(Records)
■ ■ ■ ■ ■
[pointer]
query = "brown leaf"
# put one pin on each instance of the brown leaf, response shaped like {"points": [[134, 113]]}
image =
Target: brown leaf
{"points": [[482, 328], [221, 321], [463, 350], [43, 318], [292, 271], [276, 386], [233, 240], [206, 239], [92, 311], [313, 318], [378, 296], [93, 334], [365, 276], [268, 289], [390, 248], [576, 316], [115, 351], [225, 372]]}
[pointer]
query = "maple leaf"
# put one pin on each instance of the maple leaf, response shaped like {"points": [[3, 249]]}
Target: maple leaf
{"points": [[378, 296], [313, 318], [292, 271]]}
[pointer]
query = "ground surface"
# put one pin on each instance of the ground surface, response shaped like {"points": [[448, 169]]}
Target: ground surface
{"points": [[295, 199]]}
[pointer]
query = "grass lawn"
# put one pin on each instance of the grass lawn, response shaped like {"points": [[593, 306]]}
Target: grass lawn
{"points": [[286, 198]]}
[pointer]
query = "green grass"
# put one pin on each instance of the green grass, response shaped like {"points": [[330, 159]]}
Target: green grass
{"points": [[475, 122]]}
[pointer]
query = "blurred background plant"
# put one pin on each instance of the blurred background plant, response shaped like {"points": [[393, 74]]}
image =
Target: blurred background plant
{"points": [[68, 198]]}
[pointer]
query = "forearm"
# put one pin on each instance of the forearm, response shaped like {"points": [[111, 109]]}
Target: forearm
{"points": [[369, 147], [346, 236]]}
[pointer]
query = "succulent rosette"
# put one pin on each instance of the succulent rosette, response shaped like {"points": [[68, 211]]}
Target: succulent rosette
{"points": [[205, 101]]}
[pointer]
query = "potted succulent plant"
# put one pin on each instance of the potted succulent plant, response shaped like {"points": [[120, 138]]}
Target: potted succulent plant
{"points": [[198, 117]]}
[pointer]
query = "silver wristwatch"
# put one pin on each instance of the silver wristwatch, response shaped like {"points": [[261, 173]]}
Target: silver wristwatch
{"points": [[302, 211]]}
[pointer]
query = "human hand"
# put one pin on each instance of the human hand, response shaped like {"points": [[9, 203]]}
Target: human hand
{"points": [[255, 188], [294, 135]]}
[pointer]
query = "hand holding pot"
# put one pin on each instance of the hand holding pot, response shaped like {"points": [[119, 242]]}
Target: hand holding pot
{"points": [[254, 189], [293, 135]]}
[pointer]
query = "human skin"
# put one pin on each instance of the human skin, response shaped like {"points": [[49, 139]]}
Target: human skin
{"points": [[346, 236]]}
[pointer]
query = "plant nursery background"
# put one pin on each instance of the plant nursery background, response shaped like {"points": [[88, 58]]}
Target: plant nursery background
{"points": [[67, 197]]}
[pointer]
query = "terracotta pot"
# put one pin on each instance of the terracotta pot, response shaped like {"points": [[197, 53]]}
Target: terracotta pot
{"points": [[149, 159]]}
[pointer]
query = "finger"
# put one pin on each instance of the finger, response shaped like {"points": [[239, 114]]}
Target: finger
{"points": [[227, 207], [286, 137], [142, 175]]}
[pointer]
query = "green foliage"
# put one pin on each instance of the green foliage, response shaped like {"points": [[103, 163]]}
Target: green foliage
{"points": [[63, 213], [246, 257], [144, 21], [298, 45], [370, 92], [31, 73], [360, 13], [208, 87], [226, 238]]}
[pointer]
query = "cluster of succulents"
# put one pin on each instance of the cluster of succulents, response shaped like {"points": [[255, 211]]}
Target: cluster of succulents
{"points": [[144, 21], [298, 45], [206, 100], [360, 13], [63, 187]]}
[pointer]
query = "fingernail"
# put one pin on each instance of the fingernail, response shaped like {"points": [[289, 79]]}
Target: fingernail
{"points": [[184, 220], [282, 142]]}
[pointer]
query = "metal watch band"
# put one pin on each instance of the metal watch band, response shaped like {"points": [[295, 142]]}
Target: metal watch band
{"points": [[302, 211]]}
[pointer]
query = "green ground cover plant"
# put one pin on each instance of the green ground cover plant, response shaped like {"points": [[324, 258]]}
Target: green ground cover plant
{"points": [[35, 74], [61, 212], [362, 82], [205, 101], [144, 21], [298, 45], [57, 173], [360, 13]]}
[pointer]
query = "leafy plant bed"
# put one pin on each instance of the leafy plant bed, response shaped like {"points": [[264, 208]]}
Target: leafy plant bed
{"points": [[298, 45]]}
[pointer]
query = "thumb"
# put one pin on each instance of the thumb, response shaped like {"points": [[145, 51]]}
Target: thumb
■ ■ ■ ■ ■
# What to produce
Give an exact copy of all the data shown above.

# Exercise solution
[pointer]
query = "brown leaf"
# put one pin on each instance of the brown leaf, response shaped like {"points": [[134, 113]]}
image =
Target: brown leaf
{"points": [[482, 328], [221, 321], [463, 350], [43, 318], [292, 271], [276, 386], [233, 240], [206, 239], [92, 311], [313, 318], [378, 296], [93, 334], [365, 276], [268, 289], [390, 248], [576, 316], [115, 351], [225, 372]]}
[pointer]
query = "maple leaf"
# put one pin on each instance of the maple leaf, response shaped like {"points": [[3, 249]]}
Target: maple leaf
{"points": [[378, 296], [313, 318], [292, 271]]}
[pointer]
query = "ground surface"
# put one pin on each instance of the ground surface, response shaped like {"points": [[448, 169]]}
Target: ground surface
{"points": [[295, 199]]}
[pointer]
query = "grass lawn"
# put one pin on each instance of the grass lawn, response shaped like {"points": [[593, 306]]}
Target: grass lawn
{"points": [[286, 198]]}
[pointer]
query = "green grass"
# put one pin on each instance of the green grass, response shaped like {"points": [[330, 159]]}
Target: green grass
{"points": [[475, 122]]}
[pointer]
query = "blurred background plant"
# put one pin on each instance of the blurred background plant, response shaped like {"points": [[393, 74]]}
image =
Target: blurred background plant
{"points": [[68, 198]]}
[pointer]
query = "forearm"
# put one pin on each instance of the forearm, response shaped like {"points": [[111, 109]]}
Target: forearm
{"points": [[369, 147], [346, 236]]}
[pointer]
query = "succulent rosette"
# put one pin on each instance of the succulent rosette, response shaped like {"points": [[68, 211]]}
Target: succulent rosette
{"points": [[205, 101]]}
[pointer]
query = "potted succulent plant"
# put one pin on each instance of the potted succulent plant, response shaped like {"points": [[120, 138]]}
Target: potted succulent plant
{"points": [[198, 117]]}
[pointer]
query = "silver wristwatch"
# put one pin on each instance of the silver wristwatch, response shaped like {"points": [[261, 173]]}
Target: silver wristwatch
{"points": [[302, 211]]}
[pointer]
query = "human hand"
# put one pin on each instance of the human hand, response shaped like {"points": [[9, 203]]}
Target: human hand
{"points": [[255, 188], [294, 135]]}
[pointer]
query = "hand holding pot"
# put one pin on each instance of the hand holding pot, response shaped like {"points": [[119, 242]]}
Target: hand holding pot
{"points": [[254, 189], [293, 135]]}
[pointer]
query = "human skin"
# put one pin on each instance of the human skin, response shaped like {"points": [[49, 139]]}
Target: human skin
{"points": [[346, 236]]}
[pointer]
query = "plant nursery background"
# put one pin on each instance of the plant nursery background, response shaped like {"points": [[88, 58]]}
Target: plant nursery background
{"points": [[67, 197]]}
[pointer]
query = "terracotta pot"
# put one pin on each instance of the terracotta pot, response shaped like {"points": [[197, 53]]}
Target: terracotta pot
{"points": [[149, 159]]}
[pointer]
query = "finger"
# put one pin on each instance of the finger, response shaped like {"points": [[239, 114]]}
Target: finger
{"points": [[227, 207], [286, 137], [142, 175]]}
[pointer]
query = "green foliage"
# put one pin on each instance of the green foliage, response shaped like {"points": [[103, 163]]}
Target: green foliage
{"points": [[63, 213], [246, 257], [144, 21], [298, 45], [370, 92], [31, 73], [360, 13], [208, 87], [226, 238]]}
[pointer]
query = "cluster of succulents"
# put one pin on each instance of the cluster of succulents, response shaped like {"points": [[255, 211]]}
Target: cluster of succulents
{"points": [[144, 21], [298, 45], [206, 100], [360, 13], [63, 187]]}
[pointer]
query = "fingernail"
# put one pin on each instance of the fingernail, response shaped like {"points": [[289, 79]]}
Target: fingernail
{"points": [[184, 220], [282, 142]]}
[pointer]
query = "metal watch band"
# put one pin on each instance of the metal watch band, response shaped like {"points": [[295, 142]]}
Target: metal watch band
{"points": [[302, 211]]}
[pointer]
query = "green ground cover plant"
# put one pin on each instance of the green ground cover plant, response shaped like {"points": [[324, 258]]}
Target: green ground cover plant
{"points": [[35, 74], [61, 212], [362, 82], [205, 101], [144, 21], [298, 45], [57, 173], [360, 13]]}
[pointer]
query = "leafy plant bed"
# put one pin on each instance of the leafy plant bed, response shaped like {"points": [[264, 208]]}
Target: leafy plant bed
{"points": [[298, 45]]}
[pointer]
query = "thumb"
# put one pin on each instance of the thumb, response shaped like {"points": [[145, 51]]}
Target: thumb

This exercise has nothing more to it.